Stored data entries
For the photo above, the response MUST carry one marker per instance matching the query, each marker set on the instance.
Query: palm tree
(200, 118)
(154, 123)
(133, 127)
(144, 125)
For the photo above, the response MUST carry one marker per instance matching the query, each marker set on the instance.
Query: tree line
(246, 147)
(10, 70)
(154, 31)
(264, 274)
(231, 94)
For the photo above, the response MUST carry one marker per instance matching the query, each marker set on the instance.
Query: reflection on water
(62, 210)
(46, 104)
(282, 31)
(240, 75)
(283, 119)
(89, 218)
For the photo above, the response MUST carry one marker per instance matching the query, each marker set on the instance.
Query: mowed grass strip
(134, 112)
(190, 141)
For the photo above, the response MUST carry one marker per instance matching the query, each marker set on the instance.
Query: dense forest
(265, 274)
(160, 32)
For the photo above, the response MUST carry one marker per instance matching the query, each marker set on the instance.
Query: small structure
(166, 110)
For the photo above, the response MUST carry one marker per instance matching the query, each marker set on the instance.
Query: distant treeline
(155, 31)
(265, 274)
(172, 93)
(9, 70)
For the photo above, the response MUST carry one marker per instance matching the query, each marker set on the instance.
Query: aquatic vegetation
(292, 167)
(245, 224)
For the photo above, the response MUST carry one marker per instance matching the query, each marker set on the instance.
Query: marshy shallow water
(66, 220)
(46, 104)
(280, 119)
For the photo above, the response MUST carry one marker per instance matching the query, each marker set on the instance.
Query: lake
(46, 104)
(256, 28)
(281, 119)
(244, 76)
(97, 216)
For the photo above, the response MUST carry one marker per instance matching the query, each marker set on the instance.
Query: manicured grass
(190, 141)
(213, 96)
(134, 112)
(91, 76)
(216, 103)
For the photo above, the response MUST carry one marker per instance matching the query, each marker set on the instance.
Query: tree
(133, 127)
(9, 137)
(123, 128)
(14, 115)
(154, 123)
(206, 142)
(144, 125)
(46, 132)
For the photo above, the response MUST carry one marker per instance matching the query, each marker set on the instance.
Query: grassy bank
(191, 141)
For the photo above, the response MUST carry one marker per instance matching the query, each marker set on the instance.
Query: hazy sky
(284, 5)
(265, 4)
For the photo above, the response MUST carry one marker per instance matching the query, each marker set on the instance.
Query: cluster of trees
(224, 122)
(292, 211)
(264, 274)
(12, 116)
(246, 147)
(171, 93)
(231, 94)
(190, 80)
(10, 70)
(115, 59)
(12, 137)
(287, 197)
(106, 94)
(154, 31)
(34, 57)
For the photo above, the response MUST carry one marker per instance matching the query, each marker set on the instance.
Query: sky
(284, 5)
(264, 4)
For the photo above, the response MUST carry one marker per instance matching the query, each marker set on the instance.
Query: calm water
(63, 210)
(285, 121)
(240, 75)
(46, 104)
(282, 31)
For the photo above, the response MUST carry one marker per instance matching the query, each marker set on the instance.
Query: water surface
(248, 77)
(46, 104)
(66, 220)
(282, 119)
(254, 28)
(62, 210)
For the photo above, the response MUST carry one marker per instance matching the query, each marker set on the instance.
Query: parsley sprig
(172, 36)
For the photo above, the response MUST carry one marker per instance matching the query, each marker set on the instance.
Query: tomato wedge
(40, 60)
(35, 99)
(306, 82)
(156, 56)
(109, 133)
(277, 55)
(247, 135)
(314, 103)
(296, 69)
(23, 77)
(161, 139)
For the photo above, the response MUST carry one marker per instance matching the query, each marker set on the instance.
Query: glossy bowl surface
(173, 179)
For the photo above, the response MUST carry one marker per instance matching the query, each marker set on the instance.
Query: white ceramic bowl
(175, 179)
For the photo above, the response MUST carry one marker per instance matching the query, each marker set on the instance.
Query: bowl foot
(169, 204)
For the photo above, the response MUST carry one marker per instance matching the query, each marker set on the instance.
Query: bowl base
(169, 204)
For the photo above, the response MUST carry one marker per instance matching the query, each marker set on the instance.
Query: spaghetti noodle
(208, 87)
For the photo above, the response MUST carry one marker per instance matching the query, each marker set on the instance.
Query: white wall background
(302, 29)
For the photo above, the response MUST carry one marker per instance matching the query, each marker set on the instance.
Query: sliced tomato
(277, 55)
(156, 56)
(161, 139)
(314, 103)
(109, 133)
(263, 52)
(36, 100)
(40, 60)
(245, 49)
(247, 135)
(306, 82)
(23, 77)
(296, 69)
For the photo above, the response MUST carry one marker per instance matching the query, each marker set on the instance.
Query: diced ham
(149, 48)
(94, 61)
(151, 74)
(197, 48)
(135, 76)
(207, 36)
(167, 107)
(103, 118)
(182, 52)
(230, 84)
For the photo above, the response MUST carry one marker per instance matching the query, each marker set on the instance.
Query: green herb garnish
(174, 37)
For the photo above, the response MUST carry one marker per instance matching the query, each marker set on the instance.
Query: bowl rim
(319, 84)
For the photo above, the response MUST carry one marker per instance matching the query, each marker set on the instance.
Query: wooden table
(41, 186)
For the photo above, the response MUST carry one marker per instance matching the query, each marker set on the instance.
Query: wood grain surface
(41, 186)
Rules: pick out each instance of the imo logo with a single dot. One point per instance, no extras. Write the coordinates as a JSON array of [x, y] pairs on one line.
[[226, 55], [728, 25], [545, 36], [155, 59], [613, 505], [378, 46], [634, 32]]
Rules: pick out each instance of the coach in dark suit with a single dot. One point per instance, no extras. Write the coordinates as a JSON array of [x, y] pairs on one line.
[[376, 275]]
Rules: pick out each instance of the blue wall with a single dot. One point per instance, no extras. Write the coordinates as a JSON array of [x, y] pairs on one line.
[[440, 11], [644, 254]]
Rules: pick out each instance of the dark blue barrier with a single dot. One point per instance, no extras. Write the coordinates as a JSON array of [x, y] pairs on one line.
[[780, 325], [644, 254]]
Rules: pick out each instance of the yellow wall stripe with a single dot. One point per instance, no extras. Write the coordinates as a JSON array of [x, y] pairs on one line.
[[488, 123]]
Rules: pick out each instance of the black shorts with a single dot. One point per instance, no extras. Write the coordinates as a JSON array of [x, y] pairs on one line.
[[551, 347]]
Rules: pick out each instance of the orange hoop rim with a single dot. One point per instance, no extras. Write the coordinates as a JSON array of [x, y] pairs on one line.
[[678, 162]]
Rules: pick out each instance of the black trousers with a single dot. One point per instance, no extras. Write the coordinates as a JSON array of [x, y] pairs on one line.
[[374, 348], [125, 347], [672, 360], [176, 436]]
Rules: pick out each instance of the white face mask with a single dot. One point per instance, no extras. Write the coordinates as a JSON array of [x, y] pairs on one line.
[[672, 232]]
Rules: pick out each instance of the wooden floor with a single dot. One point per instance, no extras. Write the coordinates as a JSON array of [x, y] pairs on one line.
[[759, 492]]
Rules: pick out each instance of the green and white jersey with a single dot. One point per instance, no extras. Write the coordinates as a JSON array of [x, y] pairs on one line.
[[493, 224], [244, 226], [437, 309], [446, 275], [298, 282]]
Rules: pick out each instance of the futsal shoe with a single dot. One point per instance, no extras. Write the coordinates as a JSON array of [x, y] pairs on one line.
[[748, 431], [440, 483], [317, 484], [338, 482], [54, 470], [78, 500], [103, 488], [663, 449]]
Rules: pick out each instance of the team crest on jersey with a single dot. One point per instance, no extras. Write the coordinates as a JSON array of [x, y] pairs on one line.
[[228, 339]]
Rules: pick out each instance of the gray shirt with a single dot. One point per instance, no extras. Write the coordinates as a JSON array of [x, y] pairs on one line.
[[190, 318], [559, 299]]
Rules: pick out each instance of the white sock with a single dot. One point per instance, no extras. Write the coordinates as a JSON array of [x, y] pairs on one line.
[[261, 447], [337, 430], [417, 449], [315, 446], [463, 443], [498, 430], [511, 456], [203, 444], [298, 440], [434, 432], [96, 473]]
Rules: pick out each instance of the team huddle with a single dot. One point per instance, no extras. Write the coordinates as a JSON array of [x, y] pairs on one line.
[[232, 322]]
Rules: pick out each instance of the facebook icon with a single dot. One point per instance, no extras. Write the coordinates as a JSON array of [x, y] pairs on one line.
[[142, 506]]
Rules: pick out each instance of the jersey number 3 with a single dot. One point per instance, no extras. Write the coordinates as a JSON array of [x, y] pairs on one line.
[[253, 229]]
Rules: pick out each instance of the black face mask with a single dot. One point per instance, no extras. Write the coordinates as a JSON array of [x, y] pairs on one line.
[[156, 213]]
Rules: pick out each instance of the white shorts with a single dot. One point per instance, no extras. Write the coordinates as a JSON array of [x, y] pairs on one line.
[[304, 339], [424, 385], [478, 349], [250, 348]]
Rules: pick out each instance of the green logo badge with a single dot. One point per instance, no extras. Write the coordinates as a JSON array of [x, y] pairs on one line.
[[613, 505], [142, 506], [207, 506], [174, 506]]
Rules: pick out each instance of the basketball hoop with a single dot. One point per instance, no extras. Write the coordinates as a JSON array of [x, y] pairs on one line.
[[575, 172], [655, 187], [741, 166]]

ABOUT THIS EXERCISE » A faithful copy is required of the lines from the one with "Rules: pick out each instance of the white shorts" through the last line of the data; please add nothing.

TASK ANSWER »
Rules: pick out each instance of the white shorts with a single dot. One point per instance, no extras. Write the coordinates as a JSON array of [x, y] pairs on one line.
[[304, 339], [424, 385], [478, 349], [250, 348]]
Rules: pick out each instance of the green logo badge with a single dot. One point per instance, no extras. Write the coordinates as a JSON array of [x, y] pairs on one line.
[[613, 505], [142, 506], [207, 506], [174, 506]]
Rules: pick out each instance of the basketball hoop with a single dot. One point per instance, no extras. Write the coordinates as a JSON array of [x, y] pairs on one line.
[[575, 172], [655, 187], [741, 166]]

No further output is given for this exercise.